**WORK TO BE COMPLETED:**
Your reply should reproduce all the data below exactly while excluding the pictures.

**AVAILABLE DATA:**
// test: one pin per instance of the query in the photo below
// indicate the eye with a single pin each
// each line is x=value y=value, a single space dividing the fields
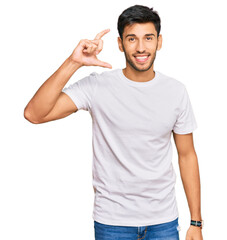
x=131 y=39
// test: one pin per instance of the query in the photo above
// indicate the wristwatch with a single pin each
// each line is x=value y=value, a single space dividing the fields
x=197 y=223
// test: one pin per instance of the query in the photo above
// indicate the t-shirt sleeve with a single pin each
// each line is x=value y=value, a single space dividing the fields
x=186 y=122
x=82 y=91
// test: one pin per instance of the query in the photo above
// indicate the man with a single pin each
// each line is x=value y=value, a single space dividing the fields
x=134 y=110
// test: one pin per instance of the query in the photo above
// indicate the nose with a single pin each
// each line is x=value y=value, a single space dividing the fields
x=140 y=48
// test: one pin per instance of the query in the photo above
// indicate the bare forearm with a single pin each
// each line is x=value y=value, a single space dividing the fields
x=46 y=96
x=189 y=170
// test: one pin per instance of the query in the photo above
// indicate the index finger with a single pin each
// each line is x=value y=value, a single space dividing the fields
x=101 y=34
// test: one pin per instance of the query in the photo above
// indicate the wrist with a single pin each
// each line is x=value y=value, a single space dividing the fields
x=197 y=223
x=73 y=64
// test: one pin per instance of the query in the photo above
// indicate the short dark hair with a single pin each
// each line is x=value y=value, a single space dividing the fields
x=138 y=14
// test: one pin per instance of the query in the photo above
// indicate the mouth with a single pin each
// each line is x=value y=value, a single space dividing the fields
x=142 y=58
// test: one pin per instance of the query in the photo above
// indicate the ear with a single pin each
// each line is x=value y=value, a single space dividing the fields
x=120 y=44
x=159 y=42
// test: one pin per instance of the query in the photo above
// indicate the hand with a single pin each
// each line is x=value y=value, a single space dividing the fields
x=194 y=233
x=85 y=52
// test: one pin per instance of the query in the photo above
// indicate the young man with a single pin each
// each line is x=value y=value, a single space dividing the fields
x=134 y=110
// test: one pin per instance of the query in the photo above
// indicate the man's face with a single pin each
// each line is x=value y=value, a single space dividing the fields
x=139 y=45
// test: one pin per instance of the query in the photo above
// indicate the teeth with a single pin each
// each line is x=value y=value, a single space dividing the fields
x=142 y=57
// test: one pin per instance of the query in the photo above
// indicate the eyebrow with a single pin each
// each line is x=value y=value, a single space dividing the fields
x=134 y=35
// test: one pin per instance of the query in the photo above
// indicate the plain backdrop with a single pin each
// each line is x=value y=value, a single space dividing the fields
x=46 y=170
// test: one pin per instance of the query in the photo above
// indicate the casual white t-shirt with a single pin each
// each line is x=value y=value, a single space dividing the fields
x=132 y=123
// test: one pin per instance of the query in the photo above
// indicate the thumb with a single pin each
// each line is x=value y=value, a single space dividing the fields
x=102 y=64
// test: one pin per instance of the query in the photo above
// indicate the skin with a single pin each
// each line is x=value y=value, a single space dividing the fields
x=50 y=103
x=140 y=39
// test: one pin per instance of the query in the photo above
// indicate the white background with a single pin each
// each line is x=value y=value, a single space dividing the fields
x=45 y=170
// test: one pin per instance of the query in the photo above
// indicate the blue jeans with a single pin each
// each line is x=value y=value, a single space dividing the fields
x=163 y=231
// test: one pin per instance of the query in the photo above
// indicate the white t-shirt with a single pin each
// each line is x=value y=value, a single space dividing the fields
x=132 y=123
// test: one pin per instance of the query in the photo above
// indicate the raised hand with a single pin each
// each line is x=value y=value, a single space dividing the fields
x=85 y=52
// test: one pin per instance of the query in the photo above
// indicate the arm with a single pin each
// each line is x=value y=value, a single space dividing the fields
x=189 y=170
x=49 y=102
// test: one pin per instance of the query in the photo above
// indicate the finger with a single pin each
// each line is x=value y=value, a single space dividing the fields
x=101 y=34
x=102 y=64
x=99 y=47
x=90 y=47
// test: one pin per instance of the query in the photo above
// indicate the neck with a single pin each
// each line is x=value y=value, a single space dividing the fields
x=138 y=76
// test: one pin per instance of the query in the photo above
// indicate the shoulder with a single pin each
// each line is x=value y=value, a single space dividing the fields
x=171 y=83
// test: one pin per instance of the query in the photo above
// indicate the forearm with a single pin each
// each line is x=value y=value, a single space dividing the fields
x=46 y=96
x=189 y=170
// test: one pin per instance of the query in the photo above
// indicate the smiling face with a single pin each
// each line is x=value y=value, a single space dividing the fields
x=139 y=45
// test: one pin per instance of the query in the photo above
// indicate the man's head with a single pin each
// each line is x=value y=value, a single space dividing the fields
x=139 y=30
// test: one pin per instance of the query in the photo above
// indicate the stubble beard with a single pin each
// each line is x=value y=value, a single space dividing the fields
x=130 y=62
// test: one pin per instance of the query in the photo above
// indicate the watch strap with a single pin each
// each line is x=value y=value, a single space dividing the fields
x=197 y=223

**RESPONSE AREA:**
// test: one pin per instance of the query in the photo below
// indicate the eye with a single pin each
// each line is x=value y=value, a single space dividing the fields
x=131 y=39
// test: one pin per instance of the query in the photo above
// indicate the wristwatch with a single pin each
// each line is x=value y=value, a single space dividing the fields
x=197 y=223
// test: one pin per instance of the query in the photo above
// indicate the t-shirt sleeve with a single pin each
// each line is x=value y=value, a single space dividing the fields
x=186 y=122
x=82 y=91
// test: one pin per instance of the query in the photo above
// indicate the man with a single pin each
// each line is x=value y=value, a single space dividing the fields
x=134 y=110
// test: one pin per instance of the query in the photo above
// indicate the nose with a single pin each
// each line is x=value y=value, a single space dividing the fields
x=140 y=48
// test: one pin per instance of the query in the photo above
// indicate the bare forearm with a single pin each
// each line is x=value y=value, a single space dividing the fields
x=46 y=96
x=189 y=170
// test: one pin per instance of the query in the photo above
// indicate the index finger with a single pin each
// each line is x=value y=value, a single space dividing the fields
x=101 y=34
// test: one pin per instance of the query in the photo above
// indicate the wrist with a single pin each
// each line is x=value y=value, a single space dividing the fields
x=197 y=223
x=73 y=64
// test: one pin per instance of the query in the photo above
// indicate the short dark hair with a single pin each
// each line is x=value y=value, a single space dividing the fields
x=138 y=14
// test: one pin per instance of the query in the photo above
// indicate the mouth with a single pin each
// each line is x=value y=value, a single space dividing the fields
x=142 y=58
// test: one pin per instance of the query in the photo above
// indicate the ear with a single pin each
// each line is x=value y=value, a single space dividing the fields
x=120 y=44
x=159 y=42
// test: one pin per instance of the query in the photo above
// indicate the hand with a single pin each
// each line is x=value y=value, a single space dividing the fields
x=194 y=233
x=85 y=52
// test: one pin per instance of the query in the photo above
// indicate the young man with a single pin each
// each line is x=value y=value, a single space dividing the fields
x=134 y=110
// test: one pin per instance of the query in the photo above
// indicate the man's face with a single pin each
// each line is x=value y=value, a single space dividing the fields
x=139 y=45
// test: one pin per instance of the query in the photo above
// indicate the teeth with a single pin each
// each line is x=value y=value, a single space dividing the fields
x=142 y=57
// test: one pin per instance of the query in the photo above
// indicate the eyebrow with a single pin each
// each line is x=value y=value, a single space dividing the fields
x=134 y=35
// test: one pin per instance of the query in the photo above
// indicate the plain backdrop with a single pin each
// each line is x=value y=value, a single space dividing the fields
x=46 y=170
// test: one pin per instance of the query in the photo above
// indicate the casual white t-shirt with a single pin each
// each line is x=value y=value, a single space dividing the fields
x=132 y=123
// test: one pin per instance of the query in the photo above
// indicate the thumb with a single pin each
// each line is x=value y=value, a single space dividing the fields
x=102 y=64
// test: one pin per instance of the query in the photo above
// indicate the skin with a single pin each
// each line is x=value y=value, a single space dividing the fields
x=50 y=103
x=140 y=39
// test: one pin per instance of the query in the photo above
// indicate the white background with a single pin each
// each line is x=value y=value, a single space dividing the fields
x=45 y=170
// test: one pin per instance of the query in the photo above
// indicate the blue jeans with a single pin each
// each line is x=value y=value, a single space dividing the fields
x=163 y=231
// test: one pin per instance of the query in the photo above
// indicate the white t-shirt with a single pin each
// each line is x=value y=value, a single space dividing the fields
x=132 y=123
// test: one pin per instance of the query in the photo above
// indicate the raised hand with a single pin each
// each line is x=value y=value, a single space dividing the fields
x=85 y=52
// test: one pin per instance of the query in the photo above
// indicate the arm with a single pin each
// each line is x=value y=value, a single space dividing the fields
x=189 y=170
x=49 y=102
// test: one pin per instance of the query in the photo above
// indicate the finger with a single pin each
// each line is x=value y=value, a single space dividing the fields
x=101 y=34
x=102 y=64
x=99 y=47
x=90 y=47
// test: one pin per instance of the query in the photo above
// indicate the neck with a single pin each
// each line is x=value y=value, a single space dividing the fields
x=138 y=76
// test: one pin per instance of the query in the photo above
// indicate the shoulder with a single pin each
// each line is x=value y=value, a single space dividing the fields
x=171 y=83
// test: one pin per instance of the query in the photo above
// indicate the forearm with a single pin each
// each line is x=value y=value, a single space dividing the fields
x=46 y=96
x=189 y=170
// test: one pin per instance of the query in the photo above
// indicate the smiling face with a single pin each
// each line is x=value y=value, a single space dividing the fields
x=139 y=45
// test: one pin per instance of the query in the photo above
// indicate the man's head with a single pin each
// each line is x=value y=value, a single space dividing the fields
x=139 y=30
// test: one pin per instance of the query in the photo above
// indicate the stubble beard with a single pin each
// each line is x=value y=value, a single space dividing the fields
x=130 y=62
// test: one pin per instance of the query in the photo above
// indicate the watch strap with a single pin each
// each line is x=value y=value, a single space dividing the fields
x=197 y=223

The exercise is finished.